━━━ Text section ━━━
Foes of Idaho exchange still favor nullification
BOISE, Idaho (AP) — The 2011 Legislature rejected nullification as a means of halting President Barack Obama's health insurance overhaul, but the 18th-century state's rights doctrine continued to echo through the halls of the Idaho Capitol on Tuesday among foes of establishing an insurance exchange.
About 200 people attended the Senate Commerce and Human Resources Committee's first hearing on Gov. C.L. "Butch" Otter's proposal to create a state-based, privately-run online marketplace for individuals and small businesses to buy insurance. Such exchanges are mandated by President Obama's 2009 law.
Otter's bill calls for creating a 16-member, governor-appointed board to oversee the marketplace, including consumer advocates, insurance officials, small business representatives and health care providers. Idaho's exchange itself would be run as a nonprofit organization outside government.
Even though Idaho would get a federally run exchange if it refuses to craft one of its own, opponents of the Affordable Care Act insisted at Tuesday's hearing that the state should simply refuse to do either, on grounds that it's the best way to tell Washington, D.C., to stop meddling in Idaho's affairs.
━━━ Given records ━━━
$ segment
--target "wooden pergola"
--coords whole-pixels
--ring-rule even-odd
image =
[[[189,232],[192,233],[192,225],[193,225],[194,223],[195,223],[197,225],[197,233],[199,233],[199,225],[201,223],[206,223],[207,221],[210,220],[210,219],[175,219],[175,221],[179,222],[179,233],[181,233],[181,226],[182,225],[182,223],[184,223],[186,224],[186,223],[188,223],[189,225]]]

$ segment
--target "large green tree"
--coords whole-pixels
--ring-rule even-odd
━━━
━━━ Given records ━━━
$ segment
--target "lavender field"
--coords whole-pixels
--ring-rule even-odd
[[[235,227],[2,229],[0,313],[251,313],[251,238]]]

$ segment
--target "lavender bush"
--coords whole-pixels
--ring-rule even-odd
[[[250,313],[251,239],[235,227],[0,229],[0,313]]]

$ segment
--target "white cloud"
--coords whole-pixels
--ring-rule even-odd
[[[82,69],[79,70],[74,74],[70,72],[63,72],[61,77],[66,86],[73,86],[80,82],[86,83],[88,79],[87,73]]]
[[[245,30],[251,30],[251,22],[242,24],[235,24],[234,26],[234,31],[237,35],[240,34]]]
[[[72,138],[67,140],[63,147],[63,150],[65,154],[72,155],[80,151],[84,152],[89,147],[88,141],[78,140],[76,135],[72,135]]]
━━━
• Work request 1:
Answer these questions using the Idaho exchange article:
(a) About how many people attended the committee's first hearing?
(b) How many members would the board in Otter's bill have?
(c) In what year was President Obama's law, which mandates the exchanges, enacted?
• Work request 2:
Reproduce the Idaho exchange article exactly from "About 200 people" up to and including "Obama's 2009 law.".
• Work request 3:
Carry on the Idaho exchange article from its last sentence.
The data has no connection to the Idaho exchange article.

• Exercise response 1:
(a) About 200
(b) 16
(c) 2009

• Exercise response 2:
About 200 people attended the Senate Commerce and Human Resources Committee's first hearing on Gov. C.L. "Butch" Otter's proposal to create a state-based, privately-run online marketplace for individuals and small businesses to buy insurance. Such exchanges are mandated by President Obama's 2009 law.

• Exercise response 3:
"I'm against any form of health insurance exchange," Eric Pederson, a Boise resident, told the panel. "We have God-given rights, and the better strategy is just to stand up and say 'No.' We need to stand up for our liberty, this is a gross violation of our liberty, and if we don't stand up, we'll lose it."
Two years ago, the Idaho House passed a bill to nullify Obama's overhaul, though the Senate rejected that measure as unconstitutional.
On Tuesday, David Hensley, Otter's chief of staff, said the governor doesn't like Obama's Patient Protection and Affordable Care Act any more than he did when he pushed Idaho to sue the federal government over the law in 2010.
Even so, Hensley insists that a home-grown exchange will be less expensive for consumers than an exchange run by the federal government — and help ensure that regulation remains in Idaho, not thousands of miles away in the nation's capital.